**GIVEN REQUEST:**
Please give the data below again in full, exactly as it stands.

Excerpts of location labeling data
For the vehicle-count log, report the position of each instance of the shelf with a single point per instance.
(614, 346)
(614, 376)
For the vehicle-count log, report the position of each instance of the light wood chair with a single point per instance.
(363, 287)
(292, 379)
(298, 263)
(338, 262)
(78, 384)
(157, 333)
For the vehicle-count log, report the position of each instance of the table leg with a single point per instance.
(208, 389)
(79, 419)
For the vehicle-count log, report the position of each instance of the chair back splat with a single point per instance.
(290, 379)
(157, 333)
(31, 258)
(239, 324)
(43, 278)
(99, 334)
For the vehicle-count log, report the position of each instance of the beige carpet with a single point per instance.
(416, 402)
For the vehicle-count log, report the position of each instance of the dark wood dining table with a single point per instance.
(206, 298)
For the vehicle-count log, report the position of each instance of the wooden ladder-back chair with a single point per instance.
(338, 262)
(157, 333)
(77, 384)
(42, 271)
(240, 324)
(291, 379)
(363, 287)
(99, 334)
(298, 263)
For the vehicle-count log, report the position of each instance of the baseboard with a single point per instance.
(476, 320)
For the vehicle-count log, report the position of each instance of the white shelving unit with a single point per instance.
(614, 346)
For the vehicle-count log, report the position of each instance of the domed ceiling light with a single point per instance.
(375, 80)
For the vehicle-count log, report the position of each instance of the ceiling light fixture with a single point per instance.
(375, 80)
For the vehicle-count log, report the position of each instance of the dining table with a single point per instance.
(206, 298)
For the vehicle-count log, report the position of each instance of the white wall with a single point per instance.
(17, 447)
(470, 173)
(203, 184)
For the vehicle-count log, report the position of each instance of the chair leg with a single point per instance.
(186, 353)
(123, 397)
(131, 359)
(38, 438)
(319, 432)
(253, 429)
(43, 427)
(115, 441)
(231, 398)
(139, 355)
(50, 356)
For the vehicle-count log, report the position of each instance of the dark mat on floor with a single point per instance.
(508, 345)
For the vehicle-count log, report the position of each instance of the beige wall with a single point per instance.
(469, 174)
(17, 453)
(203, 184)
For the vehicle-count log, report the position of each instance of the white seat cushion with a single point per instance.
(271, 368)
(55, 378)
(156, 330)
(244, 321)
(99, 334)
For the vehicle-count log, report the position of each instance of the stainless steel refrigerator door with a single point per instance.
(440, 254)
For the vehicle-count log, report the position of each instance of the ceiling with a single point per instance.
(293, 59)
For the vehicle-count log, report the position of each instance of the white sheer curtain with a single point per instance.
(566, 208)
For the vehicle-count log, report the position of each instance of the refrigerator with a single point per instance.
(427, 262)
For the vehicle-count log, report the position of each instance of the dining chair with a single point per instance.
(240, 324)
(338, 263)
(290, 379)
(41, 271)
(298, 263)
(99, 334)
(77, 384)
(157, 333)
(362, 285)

**EXERCISE ANSWER:**
For the vehicle-count log, report the position of each instance of the shelf with a single point per instance.
(614, 346)
(614, 376)
For the vehicle-count log, report the position of each instance of the light wood chair with a single point per instance.
(363, 287)
(292, 379)
(298, 263)
(338, 262)
(78, 384)
(157, 333)
For the vehicle-count log, report the position of each instance of the table leg with a single point per instance.
(208, 389)
(79, 419)
For the vehicle-count log, report the position of each instance of the chair back splat with a single point per instance.
(290, 379)
(157, 333)
(31, 258)
(239, 324)
(43, 278)
(99, 334)
For the vehicle-count log, report the position of each instance of the beige carpet with a single point per instance.
(416, 402)
For the vehicle-count log, report the position of each instance of the dark wood dining table with a single point per instance.
(206, 298)
For the vehicle-count log, report the position of each instance of the wooden ladder-back chair with a single point per instance.
(338, 262)
(157, 333)
(77, 384)
(42, 271)
(240, 324)
(291, 379)
(363, 287)
(99, 334)
(298, 263)
For the vehicle-count log, report the position of each instance of the baseboard with a single point per instance.
(476, 320)
For the vehicle-count log, report the position of each instance of the white shelving unit with a single point per instance.
(614, 346)
For the vehicle-count log, report the position of each instance of the domed ceiling light with a single point per instance.
(375, 80)
For the vehicle-count log, report the position of each instance of the ceiling light fixture with a single point per instance.
(375, 80)
For the vehicle-count log, report the position of each instance of the dining table with a single point per instance.
(206, 298)
For the vehicle-count log, report the position of each instance of the white wall with a single point per instance.
(17, 447)
(470, 173)
(203, 184)
For the vehicle-count log, report the position of each instance of the chair leg with a single point per instance.
(186, 353)
(123, 397)
(131, 359)
(38, 438)
(319, 432)
(253, 429)
(43, 427)
(115, 441)
(231, 398)
(139, 355)
(50, 356)
For the vehicle-count log, report the position of each instance of the dark mat on floor with a single point per instance.
(508, 345)
For the vehicle-count log, report the position of each instance of the beige wall with a single point per instance.
(469, 174)
(17, 453)
(203, 184)
For the vehicle-count log, report the position of each instance of the white seat cushion with a single point per instance.
(271, 368)
(55, 378)
(156, 330)
(244, 321)
(99, 334)
For the vehicle-count log, report the position of each instance of the stainless steel refrigerator door with a single point per instance.
(440, 254)
For the vehicle-count log, report the position of each instance of the ceiling with a single point per instance.
(293, 59)
For the vehicle-count log, report the position of each instance of the white sheer curtain with a single point per instance.
(566, 208)
For the vehicle-count log, report the position of each instance of the refrigerator with a single point per instance.
(427, 262)
For the vehicle-count log, report the position of each instance of the dining chair with a single point per instance.
(240, 324)
(338, 263)
(290, 379)
(41, 271)
(298, 263)
(99, 334)
(77, 384)
(157, 333)
(362, 285)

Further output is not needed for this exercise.